### EXTRACT PROVIDED
Time for a Stroll Through the Hood . Strolls through my hood get me out of my studio, they help me unstuck and often I get inspired by what I see and to get new ideas to create something. It is part of my philosophy about Artful Adventures in Mixed Media – which is the subject of my book. Here are some photos that I gathered in the last couple weeks.

I know I have posted photos of this view from Liberty State Park several times- but for me it just doesn’t get old!

Here is a newly painted tower at the edge of the park by Mr Mustart.

Kind of in the hood – a little stroll on the Highline early in the morning – what a great time to be there – and seing a little glimpse of a mural by PixelPancho.

And on the walk to the subway a mural by Osgemeos – I love the pants- they are made off all kinds of different flags.

In the East Village this awesome door – love the patterns, the hair, the writing :)


Close by the former Adath Jeshurun of Jassy Synagogue, which I believe now has artist studios in it – I hope it is not just abandoned. What a great building.

### WRITTEN TASK 1
Copy out the neighborhood stroll passage word for word, in full.
The entries that follow are unrelated to the neighborhood stroll passage.

### EXERCISE MATERIAL
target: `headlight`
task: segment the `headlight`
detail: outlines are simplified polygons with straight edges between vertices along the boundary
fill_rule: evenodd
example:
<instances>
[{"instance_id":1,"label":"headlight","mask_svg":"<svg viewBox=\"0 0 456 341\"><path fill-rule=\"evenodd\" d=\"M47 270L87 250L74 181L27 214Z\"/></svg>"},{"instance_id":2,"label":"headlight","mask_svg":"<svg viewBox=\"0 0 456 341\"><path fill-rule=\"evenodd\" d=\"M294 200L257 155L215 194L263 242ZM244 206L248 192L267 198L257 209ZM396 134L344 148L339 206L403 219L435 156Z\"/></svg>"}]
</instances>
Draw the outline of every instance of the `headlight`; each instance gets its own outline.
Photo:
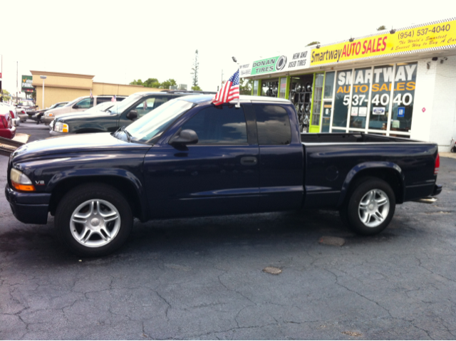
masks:
<instances>
[{"instance_id":1,"label":"headlight","mask_svg":"<svg viewBox=\"0 0 456 341\"><path fill-rule=\"evenodd\" d=\"M58 132L68 132L68 125L61 122L54 123L54 131Z\"/></svg>"},{"instance_id":2,"label":"headlight","mask_svg":"<svg viewBox=\"0 0 456 341\"><path fill-rule=\"evenodd\" d=\"M30 179L21 171L11 168L9 178L11 180L11 184L16 189L26 192L35 190L35 187L32 184Z\"/></svg>"}]
</instances>

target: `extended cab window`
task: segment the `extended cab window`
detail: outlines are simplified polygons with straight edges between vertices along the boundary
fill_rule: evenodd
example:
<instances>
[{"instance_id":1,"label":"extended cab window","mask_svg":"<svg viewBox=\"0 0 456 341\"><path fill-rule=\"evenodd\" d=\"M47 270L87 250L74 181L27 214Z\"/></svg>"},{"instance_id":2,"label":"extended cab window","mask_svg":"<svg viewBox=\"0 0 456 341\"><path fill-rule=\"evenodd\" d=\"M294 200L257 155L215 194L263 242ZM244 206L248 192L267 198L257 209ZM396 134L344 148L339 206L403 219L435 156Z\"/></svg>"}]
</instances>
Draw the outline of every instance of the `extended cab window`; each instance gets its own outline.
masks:
<instances>
[{"instance_id":1,"label":"extended cab window","mask_svg":"<svg viewBox=\"0 0 456 341\"><path fill-rule=\"evenodd\" d=\"M255 105L254 107L259 145L289 145L291 128L285 108L279 105Z\"/></svg>"},{"instance_id":2,"label":"extended cab window","mask_svg":"<svg viewBox=\"0 0 456 341\"><path fill-rule=\"evenodd\" d=\"M112 97L98 97L97 98L97 105L105 102L110 102L112 98Z\"/></svg>"},{"instance_id":3,"label":"extended cab window","mask_svg":"<svg viewBox=\"0 0 456 341\"><path fill-rule=\"evenodd\" d=\"M84 98L76 103L78 109L88 109L93 106L93 98Z\"/></svg>"},{"instance_id":4,"label":"extended cab window","mask_svg":"<svg viewBox=\"0 0 456 341\"><path fill-rule=\"evenodd\" d=\"M198 145L247 144L247 127L242 107L206 107L184 123L182 129L195 130L198 135Z\"/></svg>"}]
</instances>

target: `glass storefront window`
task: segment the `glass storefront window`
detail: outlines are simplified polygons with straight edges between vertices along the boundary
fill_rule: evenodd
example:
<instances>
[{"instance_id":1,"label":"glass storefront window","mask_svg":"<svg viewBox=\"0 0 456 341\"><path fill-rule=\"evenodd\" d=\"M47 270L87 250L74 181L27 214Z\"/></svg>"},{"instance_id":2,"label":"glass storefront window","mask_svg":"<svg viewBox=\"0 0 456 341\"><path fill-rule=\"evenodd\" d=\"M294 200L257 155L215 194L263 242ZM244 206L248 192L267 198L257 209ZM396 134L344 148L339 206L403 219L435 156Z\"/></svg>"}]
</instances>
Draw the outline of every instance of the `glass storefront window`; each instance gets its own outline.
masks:
<instances>
[{"instance_id":1,"label":"glass storefront window","mask_svg":"<svg viewBox=\"0 0 456 341\"><path fill-rule=\"evenodd\" d=\"M416 63L396 66L390 130L409 132L412 127L416 69Z\"/></svg>"},{"instance_id":2,"label":"glass storefront window","mask_svg":"<svg viewBox=\"0 0 456 341\"><path fill-rule=\"evenodd\" d=\"M350 104L352 70L338 71L336 81L336 96L334 98L333 127L346 127L347 114Z\"/></svg>"},{"instance_id":3,"label":"glass storefront window","mask_svg":"<svg viewBox=\"0 0 456 341\"><path fill-rule=\"evenodd\" d=\"M261 96L277 97L279 92L279 78L264 79L261 80Z\"/></svg>"},{"instance_id":4,"label":"glass storefront window","mask_svg":"<svg viewBox=\"0 0 456 341\"><path fill-rule=\"evenodd\" d=\"M372 77L369 128L386 130L393 78L393 65L375 67Z\"/></svg>"},{"instance_id":5,"label":"glass storefront window","mask_svg":"<svg viewBox=\"0 0 456 341\"><path fill-rule=\"evenodd\" d=\"M254 80L254 96L258 96L258 80Z\"/></svg>"},{"instance_id":6,"label":"glass storefront window","mask_svg":"<svg viewBox=\"0 0 456 341\"><path fill-rule=\"evenodd\" d=\"M323 78L323 73L317 73L315 75L315 85L314 86L314 105L312 107L312 122L311 122L311 125L318 125L320 124Z\"/></svg>"},{"instance_id":7,"label":"glass storefront window","mask_svg":"<svg viewBox=\"0 0 456 341\"><path fill-rule=\"evenodd\" d=\"M290 79L289 100L294 105L298 114L299 129L301 132L309 131L313 83L314 74L293 76Z\"/></svg>"},{"instance_id":8,"label":"glass storefront window","mask_svg":"<svg viewBox=\"0 0 456 341\"><path fill-rule=\"evenodd\" d=\"M280 92L279 93L279 97L281 98L286 98L286 77L282 77L280 78Z\"/></svg>"},{"instance_id":9,"label":"glass storefront window","mask_svg":"<svg viewBox=\"0 0 456 341\"><path fill-rule=\"evenodd\" d=\"M371 68L355 70L353 90L351 95L350 109L350 127L366 128L369 103L369 85L372 79Z\"/></svg>"},{"instance_id":10,"label":"glass storefront window","mask_svg":"<svg viewBox=\"0 0 456 341\"><path fill-rule=\"evenodd\" d=\"M333 98L333 93L334 92L334 75L335 71L327 72L325 78L325 93L324 98Z\"/></svg>"}]
</instances>

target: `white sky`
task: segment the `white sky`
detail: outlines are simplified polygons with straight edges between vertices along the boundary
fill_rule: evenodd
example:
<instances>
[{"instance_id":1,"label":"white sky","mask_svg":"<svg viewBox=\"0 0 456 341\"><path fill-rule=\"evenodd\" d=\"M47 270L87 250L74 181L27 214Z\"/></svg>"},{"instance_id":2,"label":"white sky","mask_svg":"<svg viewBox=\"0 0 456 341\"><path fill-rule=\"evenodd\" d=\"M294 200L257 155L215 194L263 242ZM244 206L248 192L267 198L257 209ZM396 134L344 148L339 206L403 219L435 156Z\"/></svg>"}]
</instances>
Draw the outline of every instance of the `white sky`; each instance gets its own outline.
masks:
<instances>
[{"instance_id":1,"label":"white sky","mask_svg":"<svg viewBox=\"0 0 456 341\"><path fill-rule=\"evenodd\" d=\"M455 0L152 1L9 0L1 4L3 88L16 92L30 70L95 75L97 82L174 78L216 90L241 63L400 28L447 19ZM20 89L19 89L20 90Z\"/></svg>"}]
</instances>

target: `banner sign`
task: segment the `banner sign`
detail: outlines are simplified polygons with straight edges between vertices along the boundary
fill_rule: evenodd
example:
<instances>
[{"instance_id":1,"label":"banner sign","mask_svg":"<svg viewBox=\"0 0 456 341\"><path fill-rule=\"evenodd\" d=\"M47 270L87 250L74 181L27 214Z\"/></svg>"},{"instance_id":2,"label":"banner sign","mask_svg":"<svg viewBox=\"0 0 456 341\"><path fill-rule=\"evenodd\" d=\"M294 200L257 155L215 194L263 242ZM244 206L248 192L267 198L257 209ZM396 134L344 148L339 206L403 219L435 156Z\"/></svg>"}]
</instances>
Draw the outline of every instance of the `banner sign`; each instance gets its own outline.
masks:
<instances>
[{"instance_id":1,"label":"banner sign","mask_svg":"<svg viewBox=\"0 0 456 341\"><path fill-rule=\"evenodd\" d=\"M399 31L383 32L351 42L313 48L310 65L336 63L456 47L456 20L436 21Z\"/></svg>"},{"instance_id":2,"label":"banner sign","mask_svg":"<svg viewBox=\"0 0 456 341\"><path fill-rule=\"evenodd\" d=\"M242 65L239 67L239 76L243 78L309 68L311 65L309 63L310 52L310 48L304 48L296 49L291 53L270 57Z\"/></svg>"},{"instance_id":3,"label":"banner sign","mask_svg":"<svg viewBox=\"0 0 456 341\"><path fill-rule=\"evenodd\" d=\"M34 88L31 85L31 78L32 76L31 75L22 76L22 91L26 93L31 93L33 91Z\"/></svg>"}]
</instances>

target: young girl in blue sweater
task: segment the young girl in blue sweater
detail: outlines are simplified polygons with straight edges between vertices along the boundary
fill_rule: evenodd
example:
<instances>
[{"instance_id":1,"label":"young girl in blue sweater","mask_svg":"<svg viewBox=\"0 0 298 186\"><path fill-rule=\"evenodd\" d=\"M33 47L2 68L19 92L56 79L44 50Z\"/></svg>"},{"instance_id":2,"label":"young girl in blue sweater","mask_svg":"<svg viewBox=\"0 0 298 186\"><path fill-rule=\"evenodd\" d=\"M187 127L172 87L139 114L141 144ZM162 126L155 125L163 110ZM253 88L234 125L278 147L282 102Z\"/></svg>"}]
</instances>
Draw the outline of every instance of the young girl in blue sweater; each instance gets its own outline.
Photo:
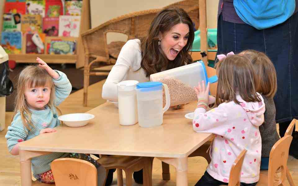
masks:
<instances>
[{"instance_id":1,"label":"young girl in blue sweater","mask_svg":"<svg viewBox=\"0 0 298 186\"><path fill-rule=\"evenodd\" d=\"M71 91L71 85L64 73L53 70L38 58L36 60L38 66L26 67L19 77L14 114L5 135L8 150L12 155L19 154L19 145L22 142L43 133L56 132L55 127L60 125L56 107ZM51 163L69 157L89 161L98 170L100 168L103 169L101 173L105 174L104 168L88 156L55 152L32 158L34 176L41 182L55 183ZM102 174L101 177L105 178L105 175ZM100 181L99 179L98 182Z\"/></svg>"}]
</instances>

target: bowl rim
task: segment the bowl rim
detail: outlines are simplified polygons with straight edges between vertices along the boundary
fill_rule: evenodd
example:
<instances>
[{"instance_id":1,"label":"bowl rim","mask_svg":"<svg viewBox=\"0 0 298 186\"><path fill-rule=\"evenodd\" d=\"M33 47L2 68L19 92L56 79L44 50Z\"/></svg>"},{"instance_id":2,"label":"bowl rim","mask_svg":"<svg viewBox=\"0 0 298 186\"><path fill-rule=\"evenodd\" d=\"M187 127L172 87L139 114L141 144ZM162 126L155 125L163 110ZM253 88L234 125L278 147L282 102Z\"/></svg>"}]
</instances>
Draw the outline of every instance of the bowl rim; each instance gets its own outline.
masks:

### WRITTEN TASK 2
In the entries, starting at the line that contains "target: young girl in blue sweater" and ending at the last line of the entries, swap "bowl rim" for "cup rim" and change nothing else. Return only those lines, without the pictures.

### WRITTEN REPLY 1
Time for a Stroll Through the Hood . Strolls through my hood get me out of my studio, they help me unstuck and often I get inspired by what I see and to get new ideas to create something. It is part of my philosophy about Artful Adventures in Mixed Media – which is the subject of my book. Here are some photos that I gathered in the last couple weeks.

I know I have posted photos of this view from Liberty State Park several times- but for me it just doesn’t get old!

Here is a newly painted tower at the edge of the park by Mr Mustart.

Kind of in the hood – a little stroll on the Highline early in the morning – what a great time to be there – and seing a little glimpse of a mural by PixelPancho.

And on the walk to the subway a mural by Osgemeos – I love the pants- they are made off all kinds of different flags.

In the East Village this awesome door – love the patterns, the hair, the writing :)


Close by the former Adath Jeshurun of Jassy Synagogue, which I believe now has artist studios in it – I hope it is not just abandoned. What a great building.

### WRITTEN REPLY 2
target: young girl in blue sweater
task: segment the young girl in blue sweater
detail: outlines are simplified polygons with straight edges between vertices along the boundary
fill_rule: evenodd
example:
<instances>
[{"instance_id":1,"label":"young girl in blue sweater","mask_svg":"<svg viewBox=\"0 0 298 186\"><path fill-rule=\"evenodd\" d=\"M33 47L2 68L19 92L56 79L44 50Z\"/></svg>"},{"instance_id":2,"label":"young girl in blue sweater","mask_svg":"<svg viewBox=\"0 0 298 186\"><path fill-rule=\"evenodd\" d=\"M187 127L172 87L139 114L141 144ZM162 126L155 125L163 110ZM253 88L234 125L278 147L282 102Z\"/></svg>"}]
</instances>
Draw the outline of every instance of the young girl in blue sweater; each instance gets its own outline.
Photo:
masks:
<instances>
[{"instance_id":1,"label":"young girl in blue sweater","mask_svg":"<svg viewBox=\"0 0 298 186\"><path fill-rule=\"evenodd\" d=\"M71 91L71 85L64 73L53 70L38 58L36 60L38 66L26 67L19 77L14 114L5 135L8 150L12 155L19 154L19 145L22 142L43 133L56 132L55 127L60 125L56 107ZM51 163L69 157L89 161L98 170L100 168L103 169L101 173L105 174L104 168L88 156L55 152L32 158L34 176L41 182L55 183ZM102 174L101 177L105 178L105 175ZM100 181L99 179L98 182Z\"/></svg>"}]
</instances>

target: cup rim
task: segment the cup rim
detail: outlines are simplified polygons with straight edges between vertices along the boundary
fill_rule: evenodd
example:
<instances>
[{"instance_id":1,"label":"cup rim","mask_svg":"<svg viewBox=\"0 0 298 186\"><path fill-rule=\"evenodd\" d=\"M33 47L2 68L19 92L56 79L44 50Z\"/></svg>"},{"instance_id":2,"label":"cup rim","mask_svg":"<svg viewBox=\"0 0 298 186\"><path fill-rule=\"evenodd\" d=\"M187 127L172 87L139 114L141 144ZM162 126L155 125L163 110ZM253 88L234 125L278 147L282 102Z\"/></svg>"}]
</instances>
Draw the outline of every instance of the cup rim; each instance gets its own outline.
masks:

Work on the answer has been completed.